┌──

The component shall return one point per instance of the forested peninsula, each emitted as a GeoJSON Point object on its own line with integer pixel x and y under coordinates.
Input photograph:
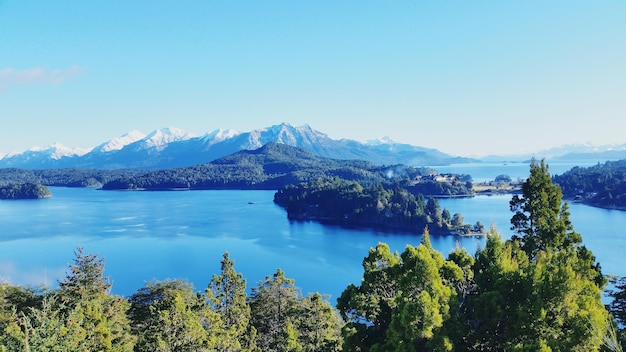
{"type": "Point", "coordinates": [347, 203]}
{"type": "Point", "coordinates": [540, 290]}
{"type": "Point", "coordinates": [24, 191]}
{"type": "Point", "coordinates": [601, 185]}
{"type": "Point", "coordinates": [275, 165]}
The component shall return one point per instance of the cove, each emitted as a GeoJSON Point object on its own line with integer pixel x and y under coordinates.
{"type": "Point", "coordinates": [145, 236]}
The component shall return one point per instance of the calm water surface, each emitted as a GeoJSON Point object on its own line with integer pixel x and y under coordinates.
{"type": "Point", "coordinates": [146, 236]}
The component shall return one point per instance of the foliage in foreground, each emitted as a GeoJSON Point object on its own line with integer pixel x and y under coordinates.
{"type": "Point", "coordinates": [81, 315]}
{"type": "Point", "coordinates": [538, 291]}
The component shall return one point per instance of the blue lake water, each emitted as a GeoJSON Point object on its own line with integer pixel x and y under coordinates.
{"type": "Point", "coordinates": [146, 236]}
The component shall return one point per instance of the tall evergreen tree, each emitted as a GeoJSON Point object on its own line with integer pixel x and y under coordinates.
{"type": "Point", "coordinates": [168, 316]}
{"type": "Point", "coordinates": [226, 297]}
{"type": "Point", "coordinates": [274, 304]}
{"type": "Point", "coordinates": [540, 218]}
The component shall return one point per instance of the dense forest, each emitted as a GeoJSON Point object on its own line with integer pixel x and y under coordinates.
{"type": "Point", "coordinates": [64, 177]}
{"type": "Point", "coordinates": [347, 203]}
{"type": "Point", "coordinates": [538, 291]}
{"type": "Point", "coordinates": [24, 191]}
{"type": "Point", "coordinates": [274, 166]}
{"type": "Point", "coordinates": [602, 185]}
{"type": "Point", "coordinates": [270, 167]}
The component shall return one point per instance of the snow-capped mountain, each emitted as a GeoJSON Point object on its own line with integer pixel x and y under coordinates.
{"type": "Point", "coordinates": [173, 147]}
{"type": "Point", "coordinates": [159, 139]}
{"type": "Point", "coordinates": [570, 153]}
{"type": "Point", "coordinates": [120, 142]}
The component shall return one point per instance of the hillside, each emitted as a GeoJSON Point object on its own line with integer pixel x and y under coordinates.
{"type": "Point", "coordinates": [602, 185]}
{"type": "Point", "coordinates": [172, 147]}
{"type": "Point", "coordinates": [275, 165]}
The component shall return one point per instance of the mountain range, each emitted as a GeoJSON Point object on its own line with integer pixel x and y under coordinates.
{"type": "Point", "coordinates": [172, 147]}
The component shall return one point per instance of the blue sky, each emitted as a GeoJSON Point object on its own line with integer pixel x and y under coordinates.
{"type": "Point", "coordinates": [469, 78]}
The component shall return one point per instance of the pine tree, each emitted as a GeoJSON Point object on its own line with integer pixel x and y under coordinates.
{"type": "Point", "coordinates": [226, 298]}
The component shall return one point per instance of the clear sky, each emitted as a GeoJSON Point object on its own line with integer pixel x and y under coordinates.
{"type": "Point", "coordinates": [469, 78]}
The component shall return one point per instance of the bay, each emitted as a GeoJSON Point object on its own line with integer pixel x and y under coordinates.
{"type": "Point", "coordinates": [145, 236]}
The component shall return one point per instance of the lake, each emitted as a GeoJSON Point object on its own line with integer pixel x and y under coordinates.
{"type": "Point", "coordinates": [145, 236]}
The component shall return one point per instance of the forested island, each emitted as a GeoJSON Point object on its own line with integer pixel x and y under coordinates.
{"type": "Point", "coordinates": [538, 291]}
{"type": "Point", "coordinates": [601, 185]}
{"type": "Point", "coordinates": [275, 165]}
{"type": "Point", "coordinates": [24, 191]}
{"type": "Point", "coordinates": [347, 203]}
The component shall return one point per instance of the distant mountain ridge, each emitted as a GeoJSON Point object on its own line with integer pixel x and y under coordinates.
{"type": "Point", "coordinates": [172, 147]}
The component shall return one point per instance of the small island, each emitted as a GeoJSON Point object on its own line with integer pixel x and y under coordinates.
{"type": "Point", "coordinates": [24, 191]}
{"type": "Point", "coordinates": [347, 203]}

└──

→ TASK TO COMPLETE
If a record holds a picture, leave that picture out; retype everything else exactly.

→ OUTPUT BELOW
The component shall return one point per instance of the forested peninsula, each emitted as a GeoJSON Point object on its own line with integer pixel x and y under coordinates.
Input photograph:
{"type": "Point", "coordinates": [347, 203]}
{"type": "Point", "coordinates": [540, 290]}
{"type": "Point", "coordinates": [24, 191]}
{"type": "Point", "coordinates": [601, 185]}
{"type": "Point", "coordinates": [275, 165]}
The component shall return one point per instance of the cove, each emitted as a GeoJSON Point object on its own line with integer pixel x and y under coordinates.
{"type": "Point", "coordinates": [145, 236]}
The component shall return one point per instance of the calm water surface, each emitted as a GeoJSON Point object on its own line with integer pixel x and y under coordinates.
{"type": "Point", "coordinates": [146, 236]}
The component shall return one point per instance of the foliage in foreground, each emitted as a GeoJSON Point object on its own line with integer pixel x and y under coordinates.
{"type": "Point", "coordinates": [81, 315]}
{"type": "Point", "coordinates": [538, 291]}
The component shall return one point per instance of the blue lake water, each emitted as a GeoJSON Point object on its own line with integer pixel x and y under coordinates.
{"type": "Point", "coordinates": [146, 236]}
The component shall return one point per instance of the tall evergreen tree, each emitted as a GeoJSON Point object on its own line with integer pixel x and y under coordinates.
{"type": "Point", "coordinates": [168, 316]}
{"type": "Point", "coordinates": [226, 297]}
{"type": "Point", "coordinates": [274, 304]}
{"type": "Point", "coordinates": [540, 218]}
The component shall return one point per instance of the dense forest, each emitted as a GeoJSON Point object on its own line with integer pixel x and y under coordinates.
{"type": "Point", "coordinates": [64, 177]}
{"type": "Point", "coordinates": [347, 203]}
{"type": "Point", "coordinates": [538, 291]}
{"type": "Point", "coordinates": [24, 191]}
{"type": "Point", "coordinates": [274, 166]}
{"type": "Point", "coordinates": [602, 185]}
{"type": "Point", "coordinates": [270, 167]}
The component shall return one point per instance of the snow-capped mountain, each emitted as a GeoJSON Point object on its own line with integer pixel x and y under coordinates.
{"type": "Point", "coordinates": [173, 147]}
{"type": "Point", "coordinates": [159, 139]}
{"type": "Point", "coordinates": [570, 153]}
{"type": "Point", "coordinates": [120, 142]}
The component shall return one point per instance of the hillside, each emitted as a GeoJSON Point object on its own line with integer pixel x and y under coordinates.
{"type": "Point", "coordinates": [602, 185]}
{"type": "Point", "coordinates": [172, 147]}
{"type": "Point", "coordinates": [275, 165]}
The component shall return one point per instance of the mountain range, each emitted as a GeoJSON Point object on its own line with integer pixel x and y under coordinates.
{"type": "Point", "coordinates": [172, 147]}
The component shall return one point per instance of the blue sky, each emitted as a GeoJSON Point object on its own line with integer pixel x and y under coordinates.
{"type": "Point", "coordinates": [469, 78]}
The component shall return one point per instance of the pine tree, each emitted as a GeoJSON Point object on its own line with integer pixel x and y under coordinates.
{"type": "Point", "coordinates": [226, 298]}
The component shall return one point per instance of the clear sky, each emitted as a GeoJSON Point object on its own line with integer pixel x and y under coordinates.
{"type": "Point", "coordinates": [469, 78]}
The component shall return one point per instance of the bay, each emitted as a GeoJSON Point object on its own line with integer pixel x and y under coordinates.
{"type": "Point", "coordinates": [145, 236]}
The component shall return one point per instance of the lake, each emitted as a GeoJSON Point object on its own line with integer pixel x and y under coordinates.
{"type": "Point", "coordinates": [145, 236]}
The component shall return one point per instance of the forested island, each emitted as a GeoJSON Point object on its own line with integer pixel x and y under coordinates.
{"type": "Point", "coordinates": [538, 291]}
{"type": "Point", "coordinates": [601, 185]}
{"type": "Point", "coordinates": [275, 165]}
{"type": "Point", "coordinates": [24, 191]}
{"type": "Point", "coordinates": [347, 203]}
The component shall return one point per instance of the distant mountain ridge, each emitted as a GeoJSON Point object on its own line with integer pixel x and y under coordinates.
{"type": "Point", "coordinates": [172, 147]}
The component shall return one point per instance of the small island, each emitted as a GeoJSON Point object on its own line with integer pixel x and y under coordinates.
{"type": "Point", "coordinates": [24, 191]}
{"type": "Point", "coordinates": [347, 203]}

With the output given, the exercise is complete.